_Source data_:
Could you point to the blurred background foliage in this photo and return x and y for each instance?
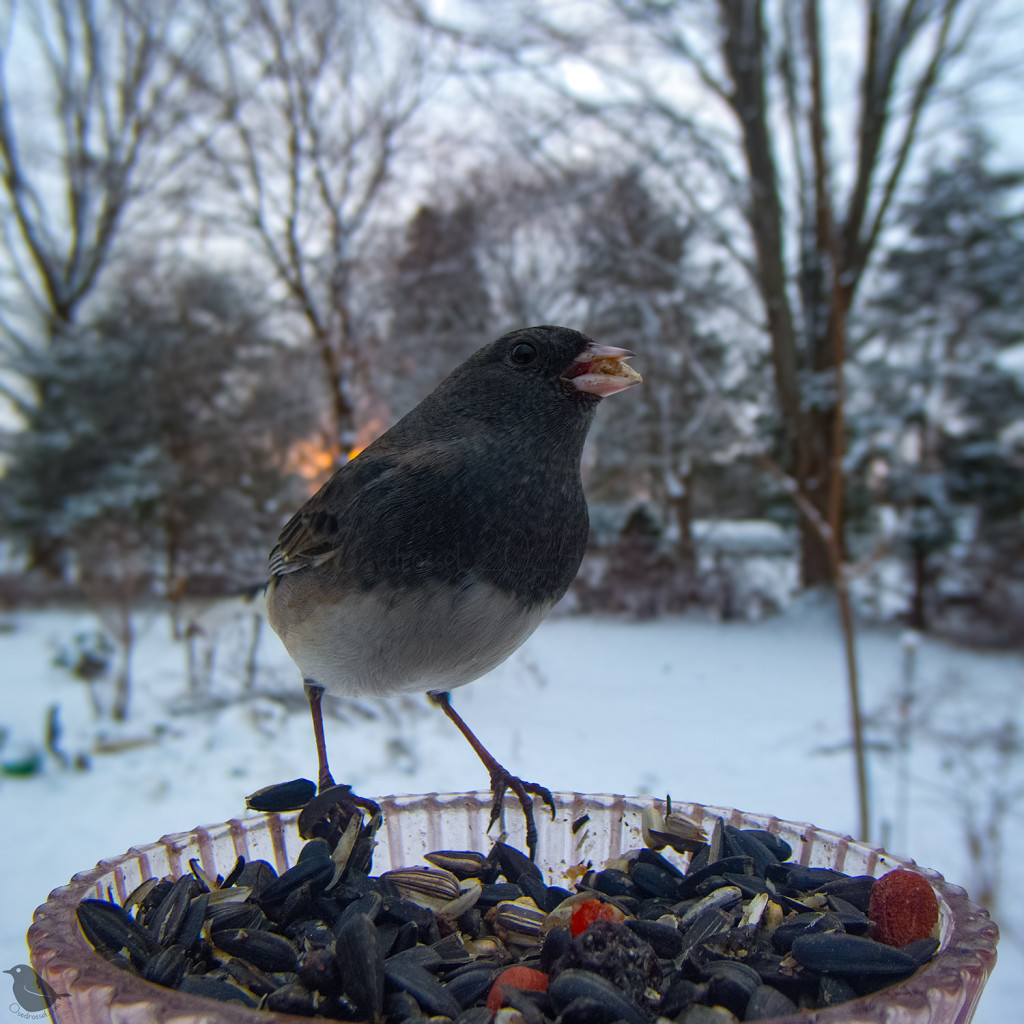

* * *

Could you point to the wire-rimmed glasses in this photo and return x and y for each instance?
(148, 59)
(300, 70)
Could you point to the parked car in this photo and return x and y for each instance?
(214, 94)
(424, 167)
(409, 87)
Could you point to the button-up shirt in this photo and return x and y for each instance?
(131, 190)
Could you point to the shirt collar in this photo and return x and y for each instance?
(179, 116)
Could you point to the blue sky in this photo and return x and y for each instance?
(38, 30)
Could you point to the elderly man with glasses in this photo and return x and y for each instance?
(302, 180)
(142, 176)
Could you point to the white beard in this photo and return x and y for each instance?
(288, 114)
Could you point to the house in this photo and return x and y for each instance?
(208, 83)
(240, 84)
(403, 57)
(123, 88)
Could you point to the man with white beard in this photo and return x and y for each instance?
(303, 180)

_Request_:
Find every line in the items that contains the word "shirt" and copy each one out in full, matching case exactly.

_Task result_:
Could you point to the button-up shirt in this photo and return x and y for each instance?
Could you point to the shirt collar in this photo and return x and y for each instance?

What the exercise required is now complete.